Textausschnitt ▸
-.-.-

LESEN Der Bücherpastor Martin Weskott beherbergt in seiner niedersächsischen Burg so viele gedruckte Bände, dass ihn das E-Book nicht bange macht. Er glaubt an die Sinnlichkeit der Seiten

„Wenn es heute nur noch E-Books gäbe, wüssten die Menschen nichts von Sokrates“

MARTIN WESKOTT

AUS KATLENBURG SIMONE SCHMOLLACK

Er antwortet nicht. Viele Menschen schreiben ihm eine Mail, er liest sie, aber er schreibt nie zurück. Er bekommt auch SMS auf sein Handy. Auf die reagiert er auch nicht. „Ich telefoniere lieber“, sagt Martin Weskott: „Ich suche das persönliche Gespräch.“

Der Satz klingt, als sei der Mann aus der Zeit gefallen. Heute spielt sich fast alles im Netz ab. In achtzig Prozent aller deutschen Haushalte steht ein Computer, zwei Drittel aller Kinder hocken regelmäßig davor, selbst viele Rentner buchen Reisen im Internet. Martin Weskott winkt ab: „Die Technik ist der Ingenieur der Seele.“

So etwas kann nur jemand sagen, der sich auf das Seelenheil der Menschen spezialisiert hat, ein Pfarrer zum Beispiel. Martin Weskott ist seit 1971 Gemeindepastor in Katlenburg, einem Dorf in der Nähe von Göttingen, südliches Niedersachsen. Katlenburg ist aber auch eine hinter hohen Bäumen versteckte Burganlage aus dem 12. Jahrhundert. Es sind dunkle Natur- und Backsteingemäuer, die selbst an heißen Tagen kalte Luft verströmen. Hier steht Pastor Weskotts Kirche. Und hier steht seine Bücherburg.

-.-.-

Vorliegende Angaben ▸

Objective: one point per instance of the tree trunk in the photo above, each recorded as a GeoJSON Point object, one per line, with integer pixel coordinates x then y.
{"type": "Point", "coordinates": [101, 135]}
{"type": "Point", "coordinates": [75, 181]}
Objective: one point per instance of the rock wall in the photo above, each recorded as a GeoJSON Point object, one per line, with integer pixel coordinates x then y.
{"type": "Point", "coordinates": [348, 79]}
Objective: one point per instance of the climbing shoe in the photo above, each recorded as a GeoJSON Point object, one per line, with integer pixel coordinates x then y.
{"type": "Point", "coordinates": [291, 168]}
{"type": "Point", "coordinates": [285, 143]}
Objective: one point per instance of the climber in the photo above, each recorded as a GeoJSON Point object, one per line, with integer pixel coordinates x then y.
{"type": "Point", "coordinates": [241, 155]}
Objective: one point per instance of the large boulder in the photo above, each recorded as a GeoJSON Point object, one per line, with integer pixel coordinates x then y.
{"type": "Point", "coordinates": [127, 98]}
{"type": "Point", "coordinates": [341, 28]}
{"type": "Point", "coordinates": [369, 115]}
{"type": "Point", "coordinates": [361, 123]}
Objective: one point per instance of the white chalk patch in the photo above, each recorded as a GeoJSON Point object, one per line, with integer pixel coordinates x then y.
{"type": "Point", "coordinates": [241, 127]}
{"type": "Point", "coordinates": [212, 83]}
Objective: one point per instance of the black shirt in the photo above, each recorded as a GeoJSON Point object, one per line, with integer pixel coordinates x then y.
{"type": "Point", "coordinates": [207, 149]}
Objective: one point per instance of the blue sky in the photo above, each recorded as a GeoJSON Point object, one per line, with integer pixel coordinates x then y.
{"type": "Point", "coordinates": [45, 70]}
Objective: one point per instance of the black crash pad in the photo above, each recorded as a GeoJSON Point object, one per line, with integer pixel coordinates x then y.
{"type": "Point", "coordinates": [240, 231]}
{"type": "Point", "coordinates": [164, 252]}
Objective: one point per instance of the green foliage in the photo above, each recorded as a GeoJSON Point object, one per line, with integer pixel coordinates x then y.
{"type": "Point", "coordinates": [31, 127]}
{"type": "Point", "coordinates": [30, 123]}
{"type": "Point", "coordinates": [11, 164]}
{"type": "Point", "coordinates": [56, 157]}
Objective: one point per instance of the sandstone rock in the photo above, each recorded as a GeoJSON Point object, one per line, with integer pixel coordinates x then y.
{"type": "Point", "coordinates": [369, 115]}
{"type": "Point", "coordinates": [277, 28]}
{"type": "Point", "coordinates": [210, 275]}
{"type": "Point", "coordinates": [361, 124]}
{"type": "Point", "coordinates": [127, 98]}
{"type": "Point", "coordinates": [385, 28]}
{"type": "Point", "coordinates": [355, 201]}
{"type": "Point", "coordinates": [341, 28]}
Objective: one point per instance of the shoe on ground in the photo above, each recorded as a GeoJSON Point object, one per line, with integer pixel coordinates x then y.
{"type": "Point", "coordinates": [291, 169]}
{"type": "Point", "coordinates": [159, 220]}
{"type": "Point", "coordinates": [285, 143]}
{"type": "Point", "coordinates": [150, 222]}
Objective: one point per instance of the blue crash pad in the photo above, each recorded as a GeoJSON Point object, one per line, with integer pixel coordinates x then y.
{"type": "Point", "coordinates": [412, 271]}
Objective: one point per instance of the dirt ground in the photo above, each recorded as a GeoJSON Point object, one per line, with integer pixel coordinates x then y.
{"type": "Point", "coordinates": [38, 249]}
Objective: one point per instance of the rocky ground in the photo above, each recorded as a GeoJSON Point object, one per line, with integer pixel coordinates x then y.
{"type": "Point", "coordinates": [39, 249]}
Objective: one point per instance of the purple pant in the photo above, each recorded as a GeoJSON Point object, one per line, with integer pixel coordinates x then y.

-.-.-

Aufgabe ▸
Gib die Passage des Textausschnitts von „Der Satz klingt, als“ bis einschließlich „steht seine Bücherburg.“ wortgetreu aus. Die Datensätze werden hier nicht gebraucht.

Lösung ▸
Der Satz klingt, als sei der Mann aus der Zeit gefallen. Heute spielt sich fast alles im Netz ab. In achtzig Prozent aller deutschen Haushalte steht ein Computer, zwei Drittel aller Kinder hocken regelmäßig davor, selbst viele Rentner buchen Reisen im Internet. Martin Weskott winkt ab: „Die Technik ist der Ingenieur der Seele.“

So etwas kann nur jemand sagen, der sich auf das Seelenheil der Menschen spezialisiert hat, ein Pfarrer zum Beispiel. Martin Weskott ist seit 1971 Gemeindepastor in Katlenburg, einem Dorf in der Nähe von Göttingen, südliches Niedersachsen. Katlenburg ist aber auch eine hinter hohen Bäumen versteckte Burganlage aus dem 12. Jahrhundert. Es sind dunkle Natur- und Backsteingemäuer, die selbst an heißen Tagen kalte Luft verströmen. Hier steht Pastor Weskotts Kirche. Und hier steht seine Bücherburg.